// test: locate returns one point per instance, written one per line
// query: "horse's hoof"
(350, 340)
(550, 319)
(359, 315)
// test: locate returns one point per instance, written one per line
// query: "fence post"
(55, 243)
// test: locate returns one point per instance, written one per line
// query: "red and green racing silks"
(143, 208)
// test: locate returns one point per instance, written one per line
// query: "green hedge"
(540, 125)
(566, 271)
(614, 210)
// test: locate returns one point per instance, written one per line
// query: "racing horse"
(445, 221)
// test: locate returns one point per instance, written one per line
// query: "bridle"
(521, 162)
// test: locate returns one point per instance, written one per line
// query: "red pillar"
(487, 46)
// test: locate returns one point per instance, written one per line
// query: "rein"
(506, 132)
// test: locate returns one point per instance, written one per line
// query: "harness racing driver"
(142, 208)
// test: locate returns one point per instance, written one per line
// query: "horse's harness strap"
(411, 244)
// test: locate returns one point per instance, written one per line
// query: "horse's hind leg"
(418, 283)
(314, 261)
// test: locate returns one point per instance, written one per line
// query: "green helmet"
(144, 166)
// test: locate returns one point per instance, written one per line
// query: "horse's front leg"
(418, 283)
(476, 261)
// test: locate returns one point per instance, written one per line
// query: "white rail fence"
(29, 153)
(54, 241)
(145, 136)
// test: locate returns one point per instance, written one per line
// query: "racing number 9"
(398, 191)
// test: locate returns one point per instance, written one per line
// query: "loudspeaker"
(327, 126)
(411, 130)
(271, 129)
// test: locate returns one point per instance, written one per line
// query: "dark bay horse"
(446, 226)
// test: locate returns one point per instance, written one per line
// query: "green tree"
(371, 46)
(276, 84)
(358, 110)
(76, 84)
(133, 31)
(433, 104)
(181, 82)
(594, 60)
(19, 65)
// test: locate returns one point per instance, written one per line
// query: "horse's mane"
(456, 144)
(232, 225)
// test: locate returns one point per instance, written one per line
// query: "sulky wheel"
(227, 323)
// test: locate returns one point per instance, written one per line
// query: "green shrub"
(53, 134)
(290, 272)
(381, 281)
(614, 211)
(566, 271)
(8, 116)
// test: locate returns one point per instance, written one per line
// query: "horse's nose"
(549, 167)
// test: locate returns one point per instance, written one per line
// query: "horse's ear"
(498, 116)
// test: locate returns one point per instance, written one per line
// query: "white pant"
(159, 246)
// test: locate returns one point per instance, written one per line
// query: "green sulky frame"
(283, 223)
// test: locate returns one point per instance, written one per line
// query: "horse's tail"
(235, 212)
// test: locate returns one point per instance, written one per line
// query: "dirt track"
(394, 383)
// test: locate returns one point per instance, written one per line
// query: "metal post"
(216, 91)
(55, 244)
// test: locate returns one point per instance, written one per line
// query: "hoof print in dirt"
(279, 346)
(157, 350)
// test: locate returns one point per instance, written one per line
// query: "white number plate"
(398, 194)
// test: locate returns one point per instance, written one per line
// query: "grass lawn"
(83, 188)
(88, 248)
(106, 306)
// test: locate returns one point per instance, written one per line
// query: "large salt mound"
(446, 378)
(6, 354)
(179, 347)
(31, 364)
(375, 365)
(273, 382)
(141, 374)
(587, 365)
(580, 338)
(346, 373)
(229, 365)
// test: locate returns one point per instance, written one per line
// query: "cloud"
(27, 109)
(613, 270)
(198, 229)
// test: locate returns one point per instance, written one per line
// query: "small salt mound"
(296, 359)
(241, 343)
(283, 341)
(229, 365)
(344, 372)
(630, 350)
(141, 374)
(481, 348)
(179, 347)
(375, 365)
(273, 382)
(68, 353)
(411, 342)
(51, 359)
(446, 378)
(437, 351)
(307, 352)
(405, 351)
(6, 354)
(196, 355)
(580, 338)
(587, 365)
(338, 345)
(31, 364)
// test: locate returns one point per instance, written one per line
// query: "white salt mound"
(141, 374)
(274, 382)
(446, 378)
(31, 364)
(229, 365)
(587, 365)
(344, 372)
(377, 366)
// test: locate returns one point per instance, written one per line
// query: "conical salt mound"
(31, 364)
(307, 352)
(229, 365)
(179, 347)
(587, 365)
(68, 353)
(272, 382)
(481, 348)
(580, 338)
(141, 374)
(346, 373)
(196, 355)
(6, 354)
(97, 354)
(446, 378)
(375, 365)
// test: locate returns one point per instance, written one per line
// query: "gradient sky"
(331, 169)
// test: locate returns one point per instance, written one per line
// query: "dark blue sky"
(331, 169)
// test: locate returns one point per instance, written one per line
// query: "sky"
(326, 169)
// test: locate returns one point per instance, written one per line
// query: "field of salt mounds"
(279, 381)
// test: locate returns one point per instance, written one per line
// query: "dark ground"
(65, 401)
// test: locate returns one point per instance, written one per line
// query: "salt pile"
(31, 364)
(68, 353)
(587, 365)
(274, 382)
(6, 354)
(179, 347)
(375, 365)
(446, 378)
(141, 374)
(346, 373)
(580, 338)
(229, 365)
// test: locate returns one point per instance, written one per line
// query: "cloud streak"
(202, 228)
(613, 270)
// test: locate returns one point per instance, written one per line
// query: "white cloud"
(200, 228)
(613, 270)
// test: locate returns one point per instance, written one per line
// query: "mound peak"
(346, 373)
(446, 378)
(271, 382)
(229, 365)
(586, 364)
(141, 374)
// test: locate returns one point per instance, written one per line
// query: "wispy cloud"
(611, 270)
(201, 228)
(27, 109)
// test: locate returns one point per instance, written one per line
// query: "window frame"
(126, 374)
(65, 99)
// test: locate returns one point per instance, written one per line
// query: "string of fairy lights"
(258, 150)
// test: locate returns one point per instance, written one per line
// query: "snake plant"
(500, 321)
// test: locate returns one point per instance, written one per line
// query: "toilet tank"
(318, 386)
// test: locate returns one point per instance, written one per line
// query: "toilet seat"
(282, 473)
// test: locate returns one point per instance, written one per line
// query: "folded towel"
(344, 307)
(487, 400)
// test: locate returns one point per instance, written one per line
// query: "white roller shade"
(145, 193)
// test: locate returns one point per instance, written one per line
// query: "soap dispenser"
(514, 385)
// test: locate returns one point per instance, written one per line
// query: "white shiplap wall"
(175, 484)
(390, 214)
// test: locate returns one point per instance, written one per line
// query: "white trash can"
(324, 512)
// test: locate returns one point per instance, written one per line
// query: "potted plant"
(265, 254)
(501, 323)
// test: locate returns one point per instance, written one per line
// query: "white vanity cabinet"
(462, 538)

◇ ◇ ◇ ◇ ◇ ◇ ◇

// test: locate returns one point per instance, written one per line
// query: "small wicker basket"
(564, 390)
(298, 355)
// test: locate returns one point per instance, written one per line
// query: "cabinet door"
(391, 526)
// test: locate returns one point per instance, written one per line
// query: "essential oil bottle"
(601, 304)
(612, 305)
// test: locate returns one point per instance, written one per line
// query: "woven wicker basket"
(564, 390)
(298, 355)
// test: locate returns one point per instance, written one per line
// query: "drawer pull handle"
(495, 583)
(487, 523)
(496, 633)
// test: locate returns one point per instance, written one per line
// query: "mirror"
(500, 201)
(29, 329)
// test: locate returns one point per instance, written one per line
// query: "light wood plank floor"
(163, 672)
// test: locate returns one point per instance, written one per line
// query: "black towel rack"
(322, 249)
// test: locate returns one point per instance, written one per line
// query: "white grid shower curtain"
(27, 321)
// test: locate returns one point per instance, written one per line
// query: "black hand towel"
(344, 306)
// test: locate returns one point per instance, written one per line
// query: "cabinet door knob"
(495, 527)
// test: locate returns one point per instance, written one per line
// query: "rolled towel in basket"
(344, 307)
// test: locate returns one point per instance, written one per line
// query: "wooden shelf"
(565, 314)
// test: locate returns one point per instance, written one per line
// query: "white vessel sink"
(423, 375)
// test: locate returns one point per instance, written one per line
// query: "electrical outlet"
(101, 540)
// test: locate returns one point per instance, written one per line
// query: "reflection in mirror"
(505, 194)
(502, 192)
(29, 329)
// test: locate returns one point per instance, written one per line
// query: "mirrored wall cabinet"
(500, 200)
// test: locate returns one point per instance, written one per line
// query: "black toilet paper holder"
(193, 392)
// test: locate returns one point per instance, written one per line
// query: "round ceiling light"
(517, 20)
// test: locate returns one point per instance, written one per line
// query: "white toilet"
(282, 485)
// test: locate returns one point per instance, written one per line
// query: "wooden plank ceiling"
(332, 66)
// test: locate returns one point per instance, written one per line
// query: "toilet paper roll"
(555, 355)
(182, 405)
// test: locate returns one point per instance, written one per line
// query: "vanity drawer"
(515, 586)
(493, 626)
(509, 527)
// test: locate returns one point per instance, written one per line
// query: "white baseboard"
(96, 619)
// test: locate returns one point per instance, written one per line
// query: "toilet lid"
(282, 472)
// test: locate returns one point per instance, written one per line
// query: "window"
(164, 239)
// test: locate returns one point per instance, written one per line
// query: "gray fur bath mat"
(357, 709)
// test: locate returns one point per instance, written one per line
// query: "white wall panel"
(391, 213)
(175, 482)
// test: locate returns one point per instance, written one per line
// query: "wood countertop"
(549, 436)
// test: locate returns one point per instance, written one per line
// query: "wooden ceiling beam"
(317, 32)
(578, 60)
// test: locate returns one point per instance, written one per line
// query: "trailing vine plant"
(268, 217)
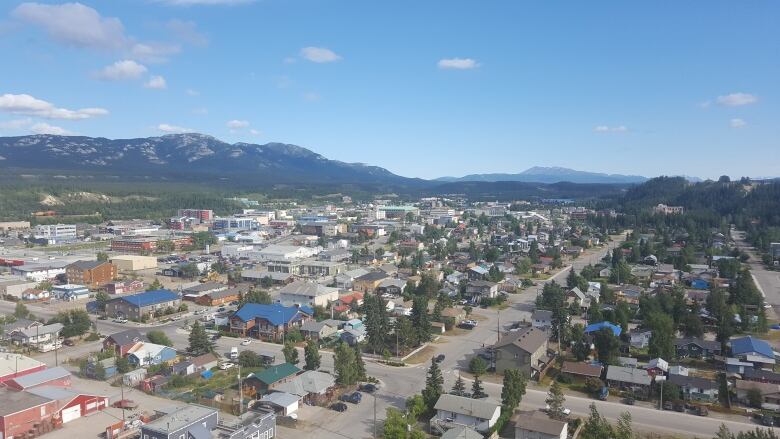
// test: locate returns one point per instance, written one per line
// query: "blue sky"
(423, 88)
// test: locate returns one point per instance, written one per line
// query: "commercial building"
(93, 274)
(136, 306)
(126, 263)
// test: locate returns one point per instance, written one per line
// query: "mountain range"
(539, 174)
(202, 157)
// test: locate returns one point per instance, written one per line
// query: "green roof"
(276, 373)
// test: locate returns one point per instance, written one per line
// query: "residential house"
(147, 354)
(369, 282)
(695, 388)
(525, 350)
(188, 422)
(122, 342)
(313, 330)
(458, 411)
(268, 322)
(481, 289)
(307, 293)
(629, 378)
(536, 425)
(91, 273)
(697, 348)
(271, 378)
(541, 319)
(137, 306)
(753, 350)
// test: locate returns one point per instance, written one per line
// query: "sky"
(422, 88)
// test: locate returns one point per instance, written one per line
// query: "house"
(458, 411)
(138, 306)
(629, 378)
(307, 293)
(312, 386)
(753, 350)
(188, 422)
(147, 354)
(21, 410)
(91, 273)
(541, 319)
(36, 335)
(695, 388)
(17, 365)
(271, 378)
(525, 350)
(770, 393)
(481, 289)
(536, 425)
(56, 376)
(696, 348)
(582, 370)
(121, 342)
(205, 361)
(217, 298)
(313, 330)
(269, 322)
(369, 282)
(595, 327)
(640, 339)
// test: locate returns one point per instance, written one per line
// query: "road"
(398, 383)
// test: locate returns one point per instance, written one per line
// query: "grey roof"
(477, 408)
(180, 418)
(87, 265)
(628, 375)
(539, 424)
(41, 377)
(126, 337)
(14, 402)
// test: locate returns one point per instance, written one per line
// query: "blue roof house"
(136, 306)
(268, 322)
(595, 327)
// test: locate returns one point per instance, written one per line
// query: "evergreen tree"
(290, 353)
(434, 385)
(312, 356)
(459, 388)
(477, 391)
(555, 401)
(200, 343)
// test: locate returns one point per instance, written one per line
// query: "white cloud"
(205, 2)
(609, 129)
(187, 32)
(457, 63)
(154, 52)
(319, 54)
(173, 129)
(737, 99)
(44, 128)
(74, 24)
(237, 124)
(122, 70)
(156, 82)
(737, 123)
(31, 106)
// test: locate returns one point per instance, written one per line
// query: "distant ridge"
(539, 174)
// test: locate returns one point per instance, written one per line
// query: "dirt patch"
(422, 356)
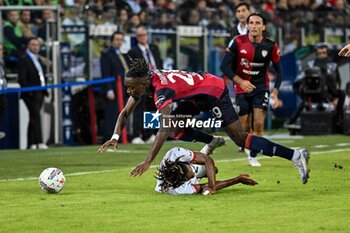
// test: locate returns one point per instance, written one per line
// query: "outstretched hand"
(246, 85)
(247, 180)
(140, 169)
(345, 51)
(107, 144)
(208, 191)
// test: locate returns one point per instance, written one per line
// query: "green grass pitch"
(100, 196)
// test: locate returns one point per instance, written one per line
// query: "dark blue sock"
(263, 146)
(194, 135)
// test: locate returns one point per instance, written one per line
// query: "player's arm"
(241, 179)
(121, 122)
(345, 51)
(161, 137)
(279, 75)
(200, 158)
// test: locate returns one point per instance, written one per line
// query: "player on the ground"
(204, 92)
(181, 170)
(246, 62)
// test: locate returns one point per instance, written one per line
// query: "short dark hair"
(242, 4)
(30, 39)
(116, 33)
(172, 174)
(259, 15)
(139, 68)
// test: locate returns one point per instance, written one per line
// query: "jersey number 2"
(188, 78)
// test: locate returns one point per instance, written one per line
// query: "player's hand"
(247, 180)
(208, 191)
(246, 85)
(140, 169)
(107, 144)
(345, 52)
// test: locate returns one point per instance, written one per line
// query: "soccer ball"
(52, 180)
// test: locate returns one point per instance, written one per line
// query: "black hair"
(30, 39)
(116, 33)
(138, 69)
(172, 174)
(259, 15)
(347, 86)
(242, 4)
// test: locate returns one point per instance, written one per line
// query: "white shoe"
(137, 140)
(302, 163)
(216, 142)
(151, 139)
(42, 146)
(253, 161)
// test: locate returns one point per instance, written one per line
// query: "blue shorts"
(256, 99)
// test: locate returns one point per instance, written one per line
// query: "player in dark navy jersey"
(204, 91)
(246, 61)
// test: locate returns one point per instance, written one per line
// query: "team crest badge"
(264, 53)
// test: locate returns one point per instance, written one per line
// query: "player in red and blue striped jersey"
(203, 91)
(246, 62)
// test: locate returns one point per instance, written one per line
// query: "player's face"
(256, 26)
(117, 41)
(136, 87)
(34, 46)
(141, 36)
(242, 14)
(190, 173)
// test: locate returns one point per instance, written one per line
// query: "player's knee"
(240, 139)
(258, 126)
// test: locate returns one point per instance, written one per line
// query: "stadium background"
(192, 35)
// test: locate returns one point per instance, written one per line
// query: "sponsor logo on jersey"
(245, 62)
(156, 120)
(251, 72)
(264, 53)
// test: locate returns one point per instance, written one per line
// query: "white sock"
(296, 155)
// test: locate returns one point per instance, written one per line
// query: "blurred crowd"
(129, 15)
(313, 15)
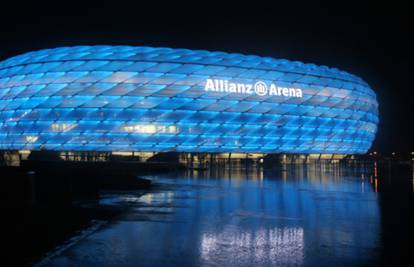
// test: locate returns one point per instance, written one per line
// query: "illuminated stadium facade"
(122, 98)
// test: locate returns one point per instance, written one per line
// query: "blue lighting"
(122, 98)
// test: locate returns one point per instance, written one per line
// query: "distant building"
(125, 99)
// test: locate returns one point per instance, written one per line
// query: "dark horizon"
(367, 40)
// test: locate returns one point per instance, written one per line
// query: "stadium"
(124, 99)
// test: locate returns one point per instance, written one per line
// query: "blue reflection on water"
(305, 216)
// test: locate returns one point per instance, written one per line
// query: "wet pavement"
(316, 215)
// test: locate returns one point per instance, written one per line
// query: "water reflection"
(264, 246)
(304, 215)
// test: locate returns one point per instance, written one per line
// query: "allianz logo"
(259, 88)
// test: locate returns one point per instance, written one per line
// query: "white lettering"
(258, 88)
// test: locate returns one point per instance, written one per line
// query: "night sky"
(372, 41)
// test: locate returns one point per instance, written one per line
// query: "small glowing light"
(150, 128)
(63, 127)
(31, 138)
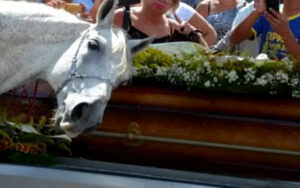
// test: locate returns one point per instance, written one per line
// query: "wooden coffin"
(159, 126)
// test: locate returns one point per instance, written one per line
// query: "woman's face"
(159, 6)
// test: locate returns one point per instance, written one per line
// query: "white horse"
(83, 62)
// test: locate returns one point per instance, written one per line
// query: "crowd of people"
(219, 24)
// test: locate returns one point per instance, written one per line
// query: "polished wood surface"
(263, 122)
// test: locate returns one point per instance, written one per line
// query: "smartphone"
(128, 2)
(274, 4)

◇ ◇ ◇ ◇ ◇ ◇ ◇

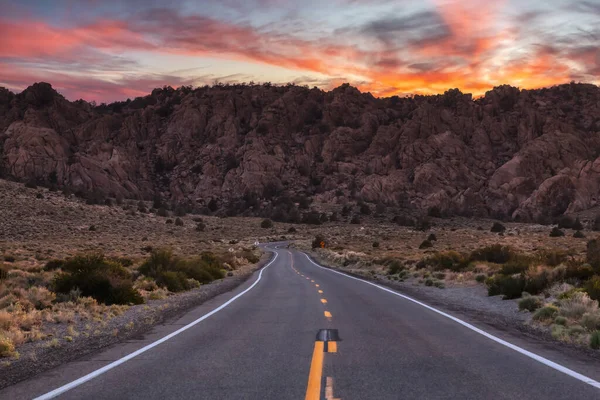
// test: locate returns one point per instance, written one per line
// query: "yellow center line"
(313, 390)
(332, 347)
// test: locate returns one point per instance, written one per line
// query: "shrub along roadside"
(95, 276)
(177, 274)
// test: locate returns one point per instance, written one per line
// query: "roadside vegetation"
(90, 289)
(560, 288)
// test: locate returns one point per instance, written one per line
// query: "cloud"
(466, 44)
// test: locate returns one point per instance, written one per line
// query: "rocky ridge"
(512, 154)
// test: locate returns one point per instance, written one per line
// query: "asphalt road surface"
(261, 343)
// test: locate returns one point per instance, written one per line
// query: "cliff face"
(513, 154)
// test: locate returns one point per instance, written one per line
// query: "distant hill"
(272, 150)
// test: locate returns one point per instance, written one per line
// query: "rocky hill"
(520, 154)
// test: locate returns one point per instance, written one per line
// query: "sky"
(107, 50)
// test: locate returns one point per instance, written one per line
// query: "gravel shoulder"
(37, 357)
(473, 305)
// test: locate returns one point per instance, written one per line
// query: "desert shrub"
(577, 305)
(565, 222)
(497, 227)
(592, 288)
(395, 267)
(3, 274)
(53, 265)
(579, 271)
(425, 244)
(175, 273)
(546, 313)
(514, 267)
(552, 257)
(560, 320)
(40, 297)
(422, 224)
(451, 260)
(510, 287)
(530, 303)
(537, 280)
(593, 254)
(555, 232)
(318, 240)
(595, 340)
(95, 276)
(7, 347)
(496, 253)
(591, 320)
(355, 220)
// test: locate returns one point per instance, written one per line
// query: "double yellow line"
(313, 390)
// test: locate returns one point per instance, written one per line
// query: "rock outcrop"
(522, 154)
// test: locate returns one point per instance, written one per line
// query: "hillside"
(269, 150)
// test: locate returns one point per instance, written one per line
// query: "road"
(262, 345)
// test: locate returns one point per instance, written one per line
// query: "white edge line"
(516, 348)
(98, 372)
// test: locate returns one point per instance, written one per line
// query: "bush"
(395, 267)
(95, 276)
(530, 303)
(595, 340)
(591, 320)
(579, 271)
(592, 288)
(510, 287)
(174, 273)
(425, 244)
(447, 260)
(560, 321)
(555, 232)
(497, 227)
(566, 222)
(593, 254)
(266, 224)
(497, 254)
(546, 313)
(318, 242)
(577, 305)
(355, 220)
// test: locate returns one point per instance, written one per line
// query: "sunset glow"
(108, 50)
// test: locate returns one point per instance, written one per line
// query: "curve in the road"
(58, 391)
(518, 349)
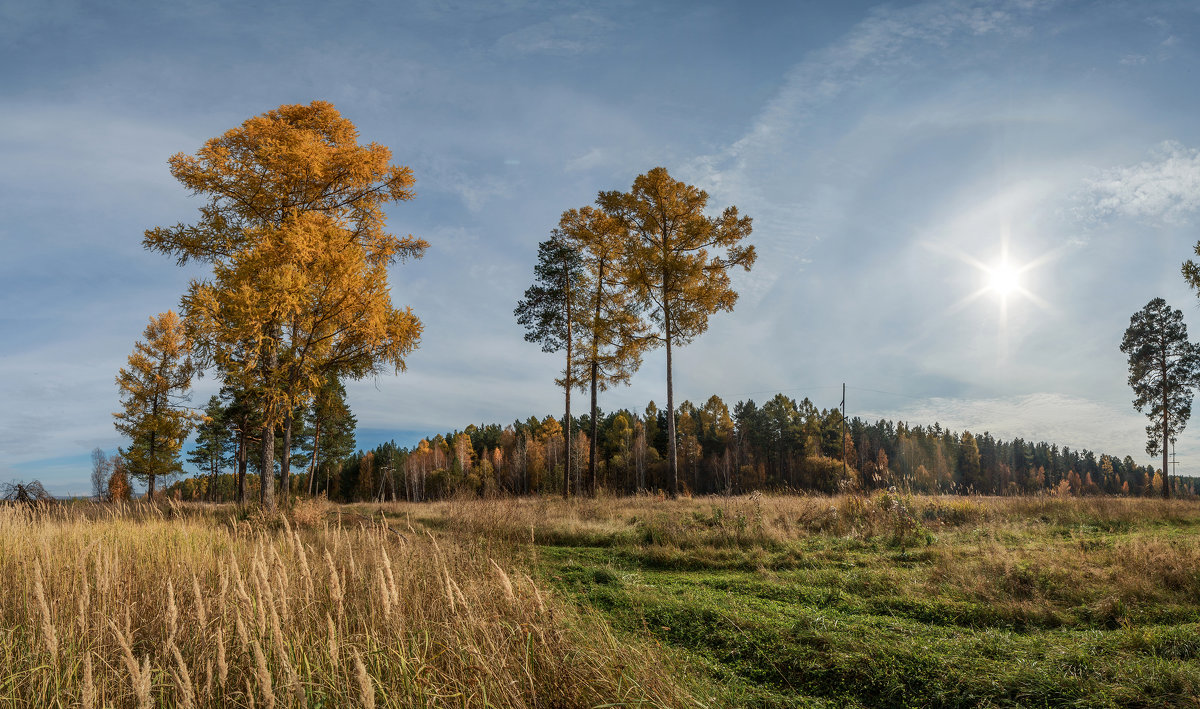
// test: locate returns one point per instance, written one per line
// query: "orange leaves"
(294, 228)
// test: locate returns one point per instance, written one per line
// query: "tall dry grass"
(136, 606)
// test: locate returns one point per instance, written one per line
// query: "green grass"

◇ ◇ ◇ ◇ ◇ ◇ ◇

* [WHAT THE EXERCISE ASKS]:
How many lines in the material above contain the string "toilet"? Case counts. Reply with the number alone.

* [CORRECT OUTPUT]:
6